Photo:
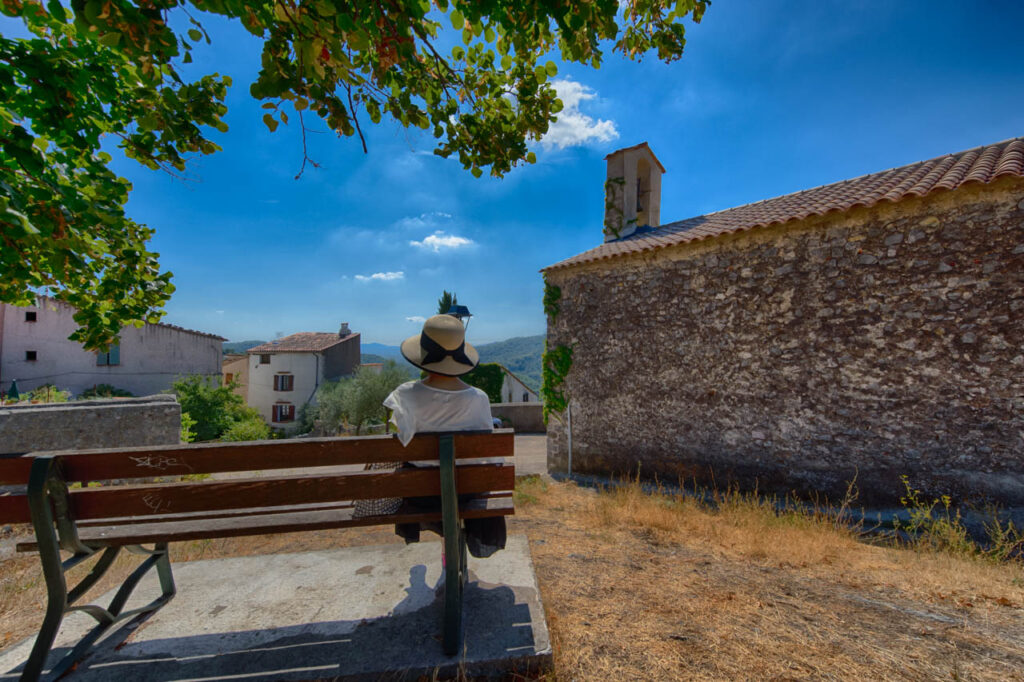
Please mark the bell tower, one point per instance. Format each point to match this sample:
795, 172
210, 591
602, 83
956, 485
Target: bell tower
632, 192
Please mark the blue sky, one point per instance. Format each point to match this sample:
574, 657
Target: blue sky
770, 97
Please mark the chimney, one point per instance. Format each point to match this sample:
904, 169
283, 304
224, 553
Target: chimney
632, 192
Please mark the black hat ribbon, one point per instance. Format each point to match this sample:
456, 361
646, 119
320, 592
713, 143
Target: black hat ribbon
436, 352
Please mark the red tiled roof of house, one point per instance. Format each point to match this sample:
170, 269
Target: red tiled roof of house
982, 165
302, 342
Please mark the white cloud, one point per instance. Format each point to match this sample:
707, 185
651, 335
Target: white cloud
429, 220
439, 240
573, 128
381, 276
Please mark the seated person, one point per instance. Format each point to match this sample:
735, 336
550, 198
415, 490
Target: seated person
441, 401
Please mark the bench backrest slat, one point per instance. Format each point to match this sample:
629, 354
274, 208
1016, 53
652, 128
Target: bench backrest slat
93, 503
14, 509
257, 456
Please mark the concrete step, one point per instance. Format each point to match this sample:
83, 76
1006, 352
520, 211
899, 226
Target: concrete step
352, 613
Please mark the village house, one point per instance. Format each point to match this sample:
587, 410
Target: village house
862, 330
285, 374
35, 350
235, 368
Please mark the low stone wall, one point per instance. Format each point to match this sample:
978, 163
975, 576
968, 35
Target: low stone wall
525, 417
870, 344
87, 424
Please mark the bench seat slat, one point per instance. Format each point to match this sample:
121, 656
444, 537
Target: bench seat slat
151, 461
95, 503
202, 528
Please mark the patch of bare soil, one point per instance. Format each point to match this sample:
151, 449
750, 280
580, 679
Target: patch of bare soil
645, 587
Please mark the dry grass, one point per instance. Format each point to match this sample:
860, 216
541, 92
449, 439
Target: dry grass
653, 587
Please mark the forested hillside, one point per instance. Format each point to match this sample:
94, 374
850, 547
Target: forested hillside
520, 354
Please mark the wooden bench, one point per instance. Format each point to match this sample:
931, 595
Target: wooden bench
97, 522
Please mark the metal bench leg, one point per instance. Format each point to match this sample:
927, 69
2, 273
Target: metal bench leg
455, 550
45, 487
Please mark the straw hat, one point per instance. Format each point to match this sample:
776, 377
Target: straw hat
441, 347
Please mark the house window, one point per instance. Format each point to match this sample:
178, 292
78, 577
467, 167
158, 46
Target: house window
111, 357
284, 413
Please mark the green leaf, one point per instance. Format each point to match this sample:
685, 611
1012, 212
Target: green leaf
111, 39
56, 10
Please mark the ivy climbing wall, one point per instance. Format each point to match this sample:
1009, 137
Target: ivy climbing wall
866, 344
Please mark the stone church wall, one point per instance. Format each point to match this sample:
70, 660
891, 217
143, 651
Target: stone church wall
871, 344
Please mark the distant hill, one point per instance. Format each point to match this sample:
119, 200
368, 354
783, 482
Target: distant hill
380, 349
367, 358
520, 354
240, 346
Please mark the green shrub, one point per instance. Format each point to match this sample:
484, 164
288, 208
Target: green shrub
250, 428
187, 435
102, 391
45, 393
355, 401
213, 407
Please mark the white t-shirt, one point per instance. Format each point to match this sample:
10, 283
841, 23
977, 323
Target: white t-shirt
418, 408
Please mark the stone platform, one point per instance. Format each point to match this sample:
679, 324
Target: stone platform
352, 613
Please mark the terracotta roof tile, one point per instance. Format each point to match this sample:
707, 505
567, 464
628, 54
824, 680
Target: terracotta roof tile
983, 164
302, 342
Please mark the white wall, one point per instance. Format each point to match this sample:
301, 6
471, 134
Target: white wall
152, 357
307, 370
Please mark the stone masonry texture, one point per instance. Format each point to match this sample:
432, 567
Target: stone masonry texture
89, 424
867, 344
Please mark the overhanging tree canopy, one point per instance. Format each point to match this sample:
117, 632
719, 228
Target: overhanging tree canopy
98, 69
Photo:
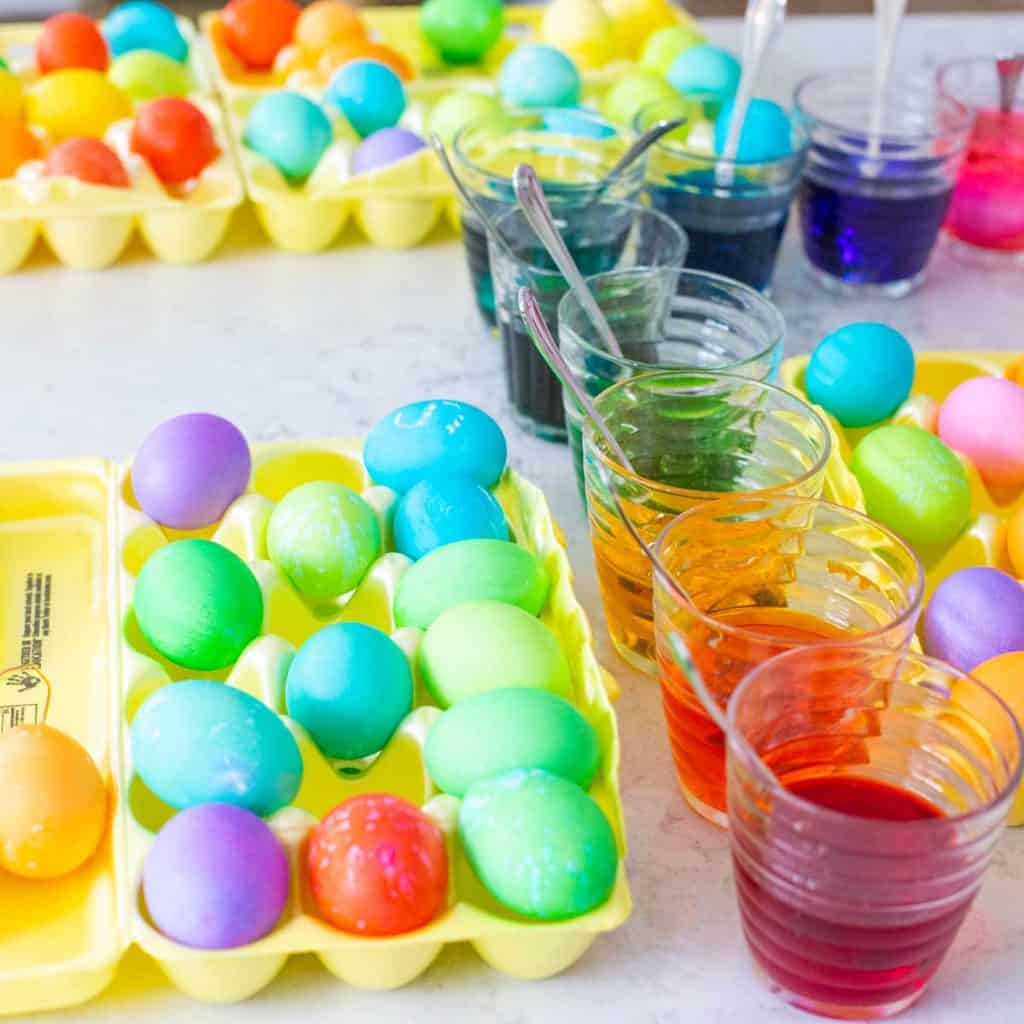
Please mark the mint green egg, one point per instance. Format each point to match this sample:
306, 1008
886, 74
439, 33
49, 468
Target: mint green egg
539, 844
198, 604
500, 731
486, 645
466, 571
912, 483
324, 537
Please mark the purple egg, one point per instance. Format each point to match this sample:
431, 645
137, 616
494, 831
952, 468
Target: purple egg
216, 878
385, 146
974, 614
189, 469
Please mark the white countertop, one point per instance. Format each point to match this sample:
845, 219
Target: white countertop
312, 346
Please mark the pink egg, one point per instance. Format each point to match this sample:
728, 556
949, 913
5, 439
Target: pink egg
983, 418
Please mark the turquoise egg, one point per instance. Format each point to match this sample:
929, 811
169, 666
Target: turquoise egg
200, 742
349, 686
445, 509
860, 374
141, 25
766, 134
291, 131
706, 70
539, 76
436, 437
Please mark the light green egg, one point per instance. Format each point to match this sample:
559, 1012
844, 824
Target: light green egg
486, 645
539, 844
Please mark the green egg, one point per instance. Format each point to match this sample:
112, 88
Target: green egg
324, 537
912, 483
198, 604
487, 645
470, 570
539, 844
497, 732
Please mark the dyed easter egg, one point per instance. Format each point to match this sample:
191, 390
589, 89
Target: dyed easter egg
442, 510
539, 76
983, 418
189, 469
87, 160
973, 615
912, 483
487, 645
860, 374
706, 70
142, 25
766, 134
462, 31
324, 537
500, 731
290, 130
436, 437
369, 94
467, 571
385, 147
378, 866
539, 844
53, 812
216, 878
146, 75
349, 686
175, 138
198, 604
206, 742
458, 110
665, 46
71, 40
256, 31
76, 101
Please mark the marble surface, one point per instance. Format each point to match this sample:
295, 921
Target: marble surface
305, 346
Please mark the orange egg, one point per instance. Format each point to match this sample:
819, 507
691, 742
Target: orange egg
53, 811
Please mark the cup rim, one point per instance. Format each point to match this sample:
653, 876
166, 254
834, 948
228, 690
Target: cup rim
778, 330
739, 742
721, 377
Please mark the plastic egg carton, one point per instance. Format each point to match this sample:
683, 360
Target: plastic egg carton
77, 521
984, 540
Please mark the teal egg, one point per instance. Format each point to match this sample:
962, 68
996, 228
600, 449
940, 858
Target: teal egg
198, 604
860, 374
200, 742
324, 537
349, 686
503, 730
539, 844
467, 571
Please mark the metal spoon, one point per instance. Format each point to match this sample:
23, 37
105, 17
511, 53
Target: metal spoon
538, 214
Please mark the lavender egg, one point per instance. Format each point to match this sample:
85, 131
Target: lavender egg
385, 146
216, 878
189, 469
973, 615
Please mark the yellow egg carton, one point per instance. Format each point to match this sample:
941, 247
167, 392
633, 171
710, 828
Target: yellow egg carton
984, 541
72, 542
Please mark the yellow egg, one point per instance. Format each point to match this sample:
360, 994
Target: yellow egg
76, 101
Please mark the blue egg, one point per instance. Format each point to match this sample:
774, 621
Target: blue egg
141, 25
707, 70
436, 437
349, 686
539, 76
369, 94
291, 131
442, 510
860, 374
201, 741
767, 133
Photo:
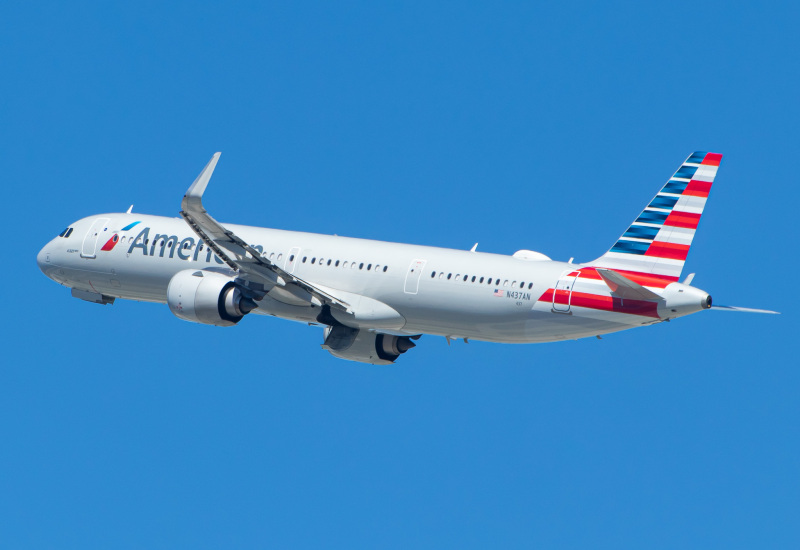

....

Task goal: Please pick out each line of the material above that contains the word "bell" and copy those lines in full.

Answer to the problem:
Please mark the bell tower, one point per instance. Format each point to match this sample:
Target: bell tower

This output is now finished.